## To-do list
1. How would the sentence "You can use the pbmc_data.h5ad file also for evaluating on sdy67, as long as you don't specify this dataset as training dataset." from the Scaden forum thread read in Spanish?
2. Can you scale every bounding-box coordinate in the stretch of the listing from its start through the line containing "[67,102,80,107]" by 2.55, rounding to whole numbers with halves going up, and give back only that stretch with all other lines and text left unchanged?

Experiments on real bulk data

hathawayxxh commented 3 years ago

Hi Kevin,

I conducted experiments on real bulk data (by setting the train_datasets as 'data6k,data8k,donorA,donorC', and setting test_dataset as 'sdy67'). I noticed that the 'sdy67' dataset is already included in the "pbmc_data.h5ad" file. Should I directly use these data without preprocessing? I got unsatisfying result (which is much lower than the metrics you reported in the paper): Can you suggest what is wrong with my experiments? Thanks a lot.

Best, Xiaohan

KevinMenden commented 3 years ago

Hi @hathawayxxh ,

yes that doesn't seem right. Could you expand a little on what you have been doing? I would need the exact command you used to run Scaden and also how you calculated those output metrics.

You can use the pbmc_data.h5ad file also for evaluating on sdy67, as long as you don't specify this dataset as training dataset.

Cheers, Kevin

hathawayxxh commented 3 years ago

Hi Kevin,

Thanks for your reply. When I run the Scaden, it always reports the following error:

So I rewrote this algorithm to a pytorch version. Experiments on the simulated data are correct (e.g., train_datasets = [data8k,donorA,donorC], test_dataset = [data6k].), resulting in similar results with your paper. However, the result is incorrect when I use all simulated data for training and use the sdy67 dataset (included in the pbmc_data.h5ad) for testing. In this case, I set the train_datasets = [data6k,data8k,donorA,donorC], test_dataset = [sdy67]. Other parts are kept unchanged with the simulation experiments.

KevinMenden commented 3 years ago

Hi Xiaiohan,

Okay, could you still send me the exact commands you used when trying to run the TF version of Scaden? Because there shouldn't be any error.

Nice that you implemented a pytorch version! Thought about doing this myself as I like it more than TF but stayed away from it for now. It's impossible for me to tell what the reason for that failing is if you used your own code, sorry. There could be a lot of things going wrong here. If you could point to your code I might have a look at it and see if I can find some issues.

## Data provided
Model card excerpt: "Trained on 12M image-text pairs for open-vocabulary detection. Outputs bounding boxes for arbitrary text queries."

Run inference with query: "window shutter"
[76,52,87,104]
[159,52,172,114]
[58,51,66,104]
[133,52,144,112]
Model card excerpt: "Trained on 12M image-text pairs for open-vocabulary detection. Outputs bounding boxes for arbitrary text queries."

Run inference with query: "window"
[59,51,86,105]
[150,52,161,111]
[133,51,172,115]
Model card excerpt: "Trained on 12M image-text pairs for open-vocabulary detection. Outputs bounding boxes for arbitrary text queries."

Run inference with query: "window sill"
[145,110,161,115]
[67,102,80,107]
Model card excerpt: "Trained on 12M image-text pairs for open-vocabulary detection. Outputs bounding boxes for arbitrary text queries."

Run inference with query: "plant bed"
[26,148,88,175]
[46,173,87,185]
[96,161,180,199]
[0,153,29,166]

## Answers to each task
1. Puedes usar el archivo pbmc_data.h5ad también para evaluar en sdy67, siempre que no especifiques este conjunto de datos como conjunto de entrenamiento.

2.
Model card excerpt: "Trained on 12M image-text pairs for open-vocabulary detection. Outputs bounding boxes for arbitrary text queries."

Run inference with query: "window shutter"
[194,133,222,265]
[405,133,439,291]
[148,130,168,265]
[339,133,367,286]
Model card excerpt: "Trained on 12M image-text pairs for open-vocabulary detection. Outputs bounding boxes for arbitrary text queries."

Run inference with query: "window"
[150,130,219,268]
[383,133,411,283]
[339,130,439,293]
Model card excerpt: "Trained on 12M image-text pairs for open-vocabulary detection. Outputs bounding boxes for arbitrary text queries."

Run inference with query: "window sill"
[370,281,411,293]
[171,260,204,273]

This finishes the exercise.